Problem description
Make a verbatim copy of the entries below; pictures stay out.
==== Extracted information
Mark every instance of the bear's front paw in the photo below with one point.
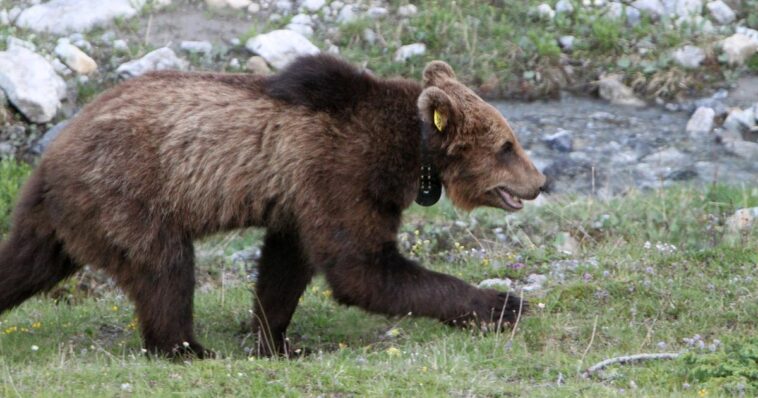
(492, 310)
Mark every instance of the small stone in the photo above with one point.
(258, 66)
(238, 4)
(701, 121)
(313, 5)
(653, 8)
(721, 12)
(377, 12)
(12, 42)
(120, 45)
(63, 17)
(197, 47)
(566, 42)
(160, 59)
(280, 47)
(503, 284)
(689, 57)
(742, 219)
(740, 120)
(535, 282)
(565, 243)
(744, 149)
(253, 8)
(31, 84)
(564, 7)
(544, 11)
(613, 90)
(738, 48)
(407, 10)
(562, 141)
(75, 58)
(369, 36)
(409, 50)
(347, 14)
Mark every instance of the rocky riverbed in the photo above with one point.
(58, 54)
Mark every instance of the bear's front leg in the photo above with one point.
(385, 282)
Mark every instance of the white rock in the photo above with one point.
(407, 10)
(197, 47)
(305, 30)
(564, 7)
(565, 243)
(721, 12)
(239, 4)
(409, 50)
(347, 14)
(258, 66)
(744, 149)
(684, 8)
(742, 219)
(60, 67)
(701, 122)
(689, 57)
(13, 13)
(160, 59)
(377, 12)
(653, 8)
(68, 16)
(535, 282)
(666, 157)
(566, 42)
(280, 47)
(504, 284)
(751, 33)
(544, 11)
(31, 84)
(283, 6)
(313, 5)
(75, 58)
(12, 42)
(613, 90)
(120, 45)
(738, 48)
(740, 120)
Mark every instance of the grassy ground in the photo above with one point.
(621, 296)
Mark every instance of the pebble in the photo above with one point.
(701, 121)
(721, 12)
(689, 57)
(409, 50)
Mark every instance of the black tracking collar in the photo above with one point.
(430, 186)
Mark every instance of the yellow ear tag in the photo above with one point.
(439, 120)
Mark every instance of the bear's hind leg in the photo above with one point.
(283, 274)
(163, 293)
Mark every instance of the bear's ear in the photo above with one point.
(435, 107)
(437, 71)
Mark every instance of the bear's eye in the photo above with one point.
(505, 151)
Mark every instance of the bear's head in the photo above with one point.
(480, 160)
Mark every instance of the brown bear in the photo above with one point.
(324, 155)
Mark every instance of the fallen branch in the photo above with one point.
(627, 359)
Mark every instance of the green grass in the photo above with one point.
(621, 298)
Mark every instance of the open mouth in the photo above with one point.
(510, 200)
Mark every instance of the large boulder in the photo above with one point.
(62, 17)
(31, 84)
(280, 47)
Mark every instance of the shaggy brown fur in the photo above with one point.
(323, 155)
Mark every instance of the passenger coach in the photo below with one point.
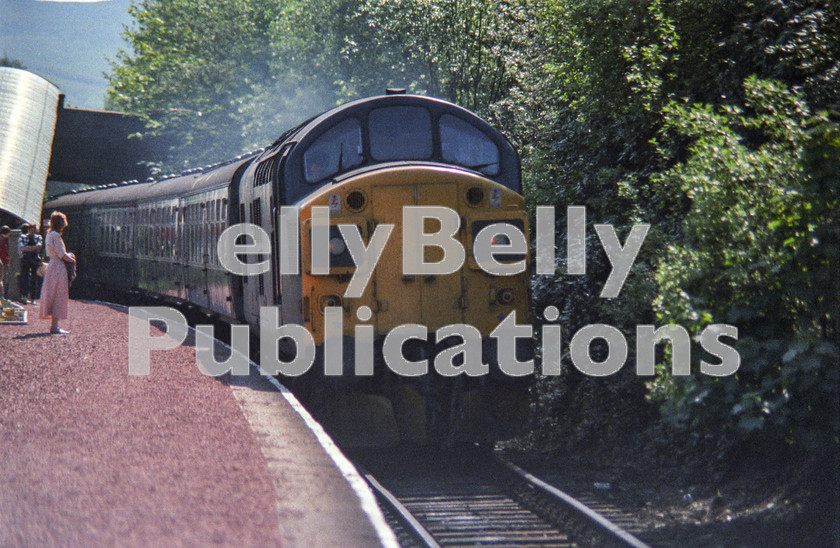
========
Solved exercise
Mark every instance of the bear's front paw in the photo below with one point.
(492, 310)
Mark every instance of the small stone in the photo above with one point.
(258, 66)
(238, 4)
(701, 121)
(313, 5)
(653, 8)
(721, 12)
(377, 12)
(12, 42)
(120, 45)
(63, 17)
(197, 47)
(566, 42)
(160, 59)
(280, 47)
(503, 284)
(689, 57)
(742, 219)
(740, 120)
(535, 282)
(565, 243)
(744, 149)
(253, 8)
(31, 84)
(564, 7)
(544, 11)
(613, 90)
(738, 48)
(407, 10)
(562, 141)
(75, 58)
(369, 36)
(409, 50)
(347, 14)
Mark every instance of the rocky riverbed in the photo above with one point.
(58, 54)
Mark every instance of the bear's front leg in the photo above with one point.
(385, 282)
Mark every instance of the white rock in the photo above with one point.
(407, 10)
(197, 47)
(305, 30)
(564, 7)
(565, 243)
(721, 12)
(239, 4)
(409, 50)
(347, 14)
(258, 66)
(744, 149)
(684, 8)
(742, 219)
(60, 67)
(701, 122)
(689, 57)
(13, 13)
(160, 59)
(377, 12)
(653, 8)
(68, 16)
(535, 282)
(666, 157)
(566, 42)
(280, 47)
(504, 284)
(751, 33)
(544, 11)
(31, 84)
(283, 6)
(313, 5)
(75, 58)
(12, 42)
(613, 90)
(120, 45)
(738, 48)
(740, 120)
Mark every instance of the grassy ground in the photo above with one point.
(621, 296)
Mark every instance of the pebble in the photo above with one point.
(701, 121)
(721, 12)
(689, 57)
(409, 50)
Mark every instance of the black tracking collar in the photo above with one point.
(430, 186)
Mark every instance of the yellow ear tag in the photo above with one point.
(439, 120)
Mark every instance of the bear's hind leg in the photo above with one point.
(283, 274)
(163, 293)
Mark every instance of the bear's ear in the photo above with one point.
(435, 107)
(437, 71)
Mark every instance of the bear's eye in the photo above with one point.
(505, 151)
Mark every instance of the bear's head in the photo above with one point.
(480, 160)
Mark every instance of the brown bear in the photo above with one point.
(324, 155)
Mark every instance of the fallen branch in the photo above with one point.
(627, 359)
Mark every instance of the green grass in the photo above with one point.
(621, 298)
Mark every instance of the open mouth in the photo above with one point.
(510, 200)
Mark every instance of the large boulder in the photo above with one point.
(62, 17)
(31, 84)
(280, 47)
Mark every instance of the shaggy brown fur in the photo above with one point.
(323, 155)
Mark every instance of the passenger coach in the photo below with one point.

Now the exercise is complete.